- Document passage -
════════════════

Covering the church-going atheist

Emblem illustrating practical atheism and its historical association with immorality, titled "Supreme Impiety: Atheist and Charlatan", from Picta poesis,Religion reporters covering atheism should approach the subject as straightforward as any other group of individuals who believe in similar ideas about God, an afterlife, the reason for evilness in the world, and the need for community and morality. To assume that atheists come down on the same side of all those issues would be to engage in gross stereotyping and fail to give significant depth to covering a complex minority in the United States.

An article in the Barre Montpelier Times Argus‘s Vermont Sunday Magazine by Alexandra Horowitz of the Columbia News Service is an example of good coverage of atheism in the sense that the article avoids pigeonholing and allows the story’s subjects to direct the narrative:

Ken Novak, a marketing analyst from Evanston, Ill., is an atheist. But that doesn’t stop him from going to services on Sundays. While there, he leads a discussion group and a book club, listens to the Sunday school children sing and finds fellowship with others.

Novak, 54, is a member of the Ethical Humanist Society of Chicago, a religious group that focuses on respecting others and does not worship a deity. He found it 16 years ago when looking for a nontheistic moral education for his children, and knew right away that he wanted to get involved.

“It’s a place where atheists and agnostics can get what a lot of people get out of church and temple,” Novak said of the society.

Novak is part of the growing group of American atheists who have left traditional religions but still feel a desire to be part of a religious group. Many had a positive experience with religion before losing their faith and now miss the community, the tradition and the chance to talk about values with like-minded people. So they join religious organizations that are accepting of atheists, form churches just for atheists or even attend traditional theistic churches.

════════════════

- Provided data -
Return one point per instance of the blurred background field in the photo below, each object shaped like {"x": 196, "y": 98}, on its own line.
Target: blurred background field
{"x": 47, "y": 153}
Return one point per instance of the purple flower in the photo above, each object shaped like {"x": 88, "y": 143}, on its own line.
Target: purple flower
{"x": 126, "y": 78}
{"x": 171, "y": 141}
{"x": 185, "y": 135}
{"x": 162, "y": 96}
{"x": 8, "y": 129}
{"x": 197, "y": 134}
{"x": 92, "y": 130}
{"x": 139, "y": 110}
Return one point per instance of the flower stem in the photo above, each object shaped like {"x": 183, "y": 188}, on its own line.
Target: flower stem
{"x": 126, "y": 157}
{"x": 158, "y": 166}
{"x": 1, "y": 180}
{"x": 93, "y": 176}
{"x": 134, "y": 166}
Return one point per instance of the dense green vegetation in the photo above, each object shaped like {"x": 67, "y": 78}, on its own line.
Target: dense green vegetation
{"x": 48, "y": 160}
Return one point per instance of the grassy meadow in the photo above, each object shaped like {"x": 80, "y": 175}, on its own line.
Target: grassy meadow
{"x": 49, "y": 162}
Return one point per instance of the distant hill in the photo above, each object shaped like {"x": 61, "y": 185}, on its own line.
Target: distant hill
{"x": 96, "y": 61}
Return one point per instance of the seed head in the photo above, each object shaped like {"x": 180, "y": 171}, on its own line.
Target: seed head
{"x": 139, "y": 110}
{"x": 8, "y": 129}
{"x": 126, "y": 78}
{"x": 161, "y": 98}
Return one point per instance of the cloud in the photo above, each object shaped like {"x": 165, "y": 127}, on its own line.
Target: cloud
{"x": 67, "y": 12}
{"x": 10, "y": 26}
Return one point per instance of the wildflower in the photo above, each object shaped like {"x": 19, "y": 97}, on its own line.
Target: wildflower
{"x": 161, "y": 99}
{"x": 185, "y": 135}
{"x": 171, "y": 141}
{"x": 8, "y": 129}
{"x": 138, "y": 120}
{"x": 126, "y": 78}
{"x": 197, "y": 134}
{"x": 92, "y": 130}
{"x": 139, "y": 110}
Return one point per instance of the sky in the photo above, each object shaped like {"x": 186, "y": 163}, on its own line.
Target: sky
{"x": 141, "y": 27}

════════════════

- Written exercise 1 -
In the article on church-going atheists, how long ago did Novak find the Ethical Humanist Society of Chicago?
- Written exercise 2 -
Render this sentence from the article on church-going atheists into French: "Many had a positive experience with religion before losing their faith and now miss the community, the tradition and the chance to talk about values with like-minded people."
- Written exercise 3 -
Return, word for word, the stretch of the article on church-going atheists from "An article in" through "fellowship with others.".
The data above is not needed here.

- Exercise solution 1 -
He found it 16 years ago.

- Exercise solution 2 -
Beaucoup avaient eu une expérience positive de la religion avant de perdre la foi et regrettent aujourd'hui la communauté, la tradition et la possibilité de parler de valeurs avec des personnes partageant les mêmes idées.

- Exercise solution 3 -
An article in the Barre Montpelier Times Argus‘s Vermont Sunday Magazine by Alexandra Horowitz of the Columbia News Service is an example of good coverage of atheism in the sense that the article avoids pigeonholing and allows the story’s subjects to direct the narrative:

Ken Novak, a marketing analyst from Evanston, Ill., is an atheist. But that doesn’t stop him from going to services on Sundays. While there, he leads a discussion group and a book club, listens to the Sunday school children sing and finds fellowship with others.